*Инструкции к заданиям*.
(a) Повторите из отрывка фрагмент от слов «Михник: Я считаю, что» до слов «война в Украине.».
(b) Переведите на английский язык предложение из отрывка: «Я считаю, что Владимир Владимирович свою песню допел до конца».

*Показанный отрывок*.
>>>>>
Михник: Ксения, извините, я не правовед, я не историк, я не могу сказать, что будет, но я думаю, что этот сценарий абсолютно невероятный, потому что политика репрессий, ограничения гражданского общества и ограничения плюрализма, ограничения свободы граждан не имеет будущего.

Собчак: Ну, это понятно. Но смотрите, вариантов, как вы правильно сказали, может быть много. Мне интересно ваше мнение, вы считаете, вот я еще раз говорю: люди делятся на два лагеря, одни говорят, что все изменится очень быстро, другие говорят, что будет длиться вечно.

Михник: Я считаю, что Владимир Владимирович свою песню допел до конца. Что он не имеет никакой идеи, чтобы сделать что-то хорошее для России, и война в Украине.

Собчак: Слушайте, с вами не согласятся миллионы россиян, которые вам на это скажут абсолютно, как им будет казаться, честно...

Михник: Что это война с Америкой.
<<<<<
*Исходные данные*.
>>>>>
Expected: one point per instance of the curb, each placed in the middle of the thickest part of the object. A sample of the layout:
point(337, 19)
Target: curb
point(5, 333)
<<<<<
*Ответы по порядку*.
(a)
Михник: Я считаю, что Владимир Владимирович свою песню допел до конца. Что он не имеет никакой идеи, чтобы сделать что-то хорошее для России, и война в Украине.

(b) I believe that Vladimir Vladimirovich has sung his song to the end.